* **PROVIDED PASSAGE**
┌──

Monday, August 06, 2007

Word Games

No, this is not the usual word games one unwittingly plays with others, in relationships, at times.

I talk instead of learning word games.

Yesterday, Gerry, Thomas, Anthony and I had a game of Taboo .
Taboo is a word guessing game. The object of the game is for a player to have their partner guess the word on their card without using the word itself or five additional words listed on the card.

Really works one's thinking and speaking skills and can be a vehicle for many language and vocabulary discussions.

Hey, it is also fun!

Children and adults alike learn a lot from games. Games, board games, card games, oral games ( I Spy), video games play a big role in our homeschooling.

Plato wrote, "You can discover more about a person in an hour of play, than in a year of conversation."

Very true.

This article describes the family and educational benefits inherent in game playing ~ "With the hub-bub and rush of daily living, many parents are looking for more ways to spend quality time with their families. They are also concerned about enriching their children's education. Parents are concerned about molding their children into honest, patient, well-rounded members of society. Family games are a great, wholesome way for parents to meet all of these needs at once.

└──

* **PROBLEM A**
Transcribe the part of the word games post starting with "I talk instead" and going on through "and vocabulary discussions.".
* **PROBLEM B**
According to the word games post, what is a player not allowed to say while getting a partner to guess the word on a Taboo card?
* **PROBLEM C**
Take the blog post about word games further, picking up right after its last sentence.

* **DATASET ENTRIES**
┌──

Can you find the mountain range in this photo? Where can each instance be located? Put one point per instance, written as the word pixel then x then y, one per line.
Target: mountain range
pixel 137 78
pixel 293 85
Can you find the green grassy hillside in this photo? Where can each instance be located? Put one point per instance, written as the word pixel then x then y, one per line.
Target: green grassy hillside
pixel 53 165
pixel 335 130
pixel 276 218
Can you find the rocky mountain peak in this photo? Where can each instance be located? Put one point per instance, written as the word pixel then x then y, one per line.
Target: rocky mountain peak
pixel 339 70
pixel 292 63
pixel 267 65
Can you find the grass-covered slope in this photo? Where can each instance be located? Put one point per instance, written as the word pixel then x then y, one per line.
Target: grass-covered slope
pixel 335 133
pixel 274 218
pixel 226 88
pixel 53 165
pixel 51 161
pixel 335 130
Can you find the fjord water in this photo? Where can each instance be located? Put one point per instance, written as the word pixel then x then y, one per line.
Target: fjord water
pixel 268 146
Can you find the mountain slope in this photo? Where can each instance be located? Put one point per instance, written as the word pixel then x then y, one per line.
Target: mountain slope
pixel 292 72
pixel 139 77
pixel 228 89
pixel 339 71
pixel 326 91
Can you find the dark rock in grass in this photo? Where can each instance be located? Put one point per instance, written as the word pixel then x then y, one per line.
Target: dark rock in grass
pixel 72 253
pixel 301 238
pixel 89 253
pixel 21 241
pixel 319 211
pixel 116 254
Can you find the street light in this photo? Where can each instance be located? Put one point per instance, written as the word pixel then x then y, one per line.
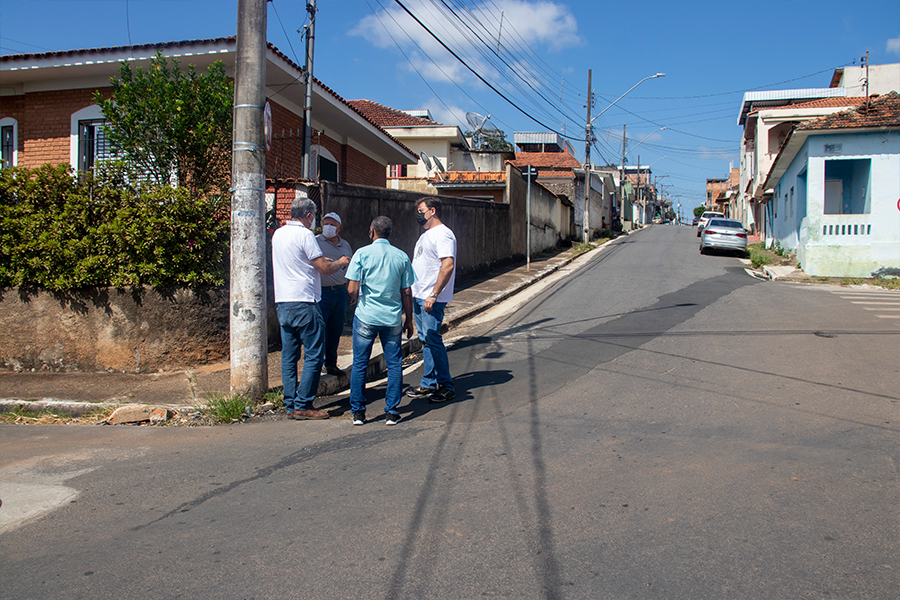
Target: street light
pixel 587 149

└──
┌──

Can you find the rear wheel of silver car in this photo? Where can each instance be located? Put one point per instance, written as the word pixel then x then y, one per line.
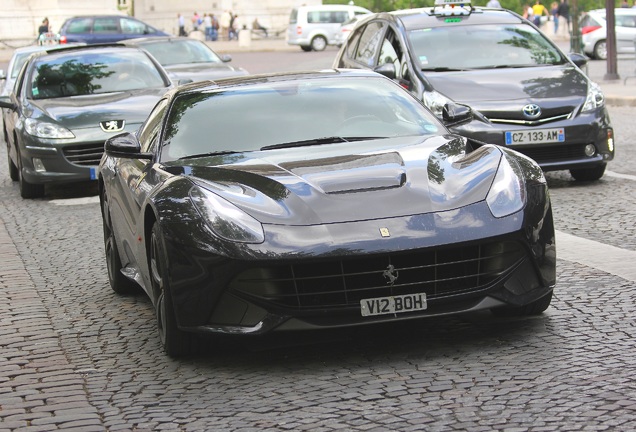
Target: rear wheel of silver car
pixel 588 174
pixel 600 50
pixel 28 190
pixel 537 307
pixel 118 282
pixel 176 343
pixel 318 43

└──

* **EXERCISE RESULT A**
I talk instead of learning word games.

Yesterday, Gerry, Thomas, Anthony and I had a game of Taboo .
Taboo is a word guessing game. The object of the game is for a player to have their partner guess the word on their card without using the word itself or five additional words listed on the card.

Really works one's thinking and speaking skills and can be a vehicle for many language and vocabulary discussions.

* **EXERCISE RESULT B**
The word itself or the five additional words listed on the card.

* **EXERCISE RESULT C**
Family games give parents the opportunity to spend time with their children, as well as to sharpen their wit and knowledge.
Homeschoolers and teachers have known for years that games are a great way to learn.
And learn they will. Parents are often amazed when they stop to think about all of the possible skills enhanced by game playing. Nearly all games will broaden cognitive skills by applying problem solving methods, critical thinking skills, and strategic thought."

And there is value not just in board games but in video games, too - in playing the games, in doing something hard, in discussing the games, as Papert describes.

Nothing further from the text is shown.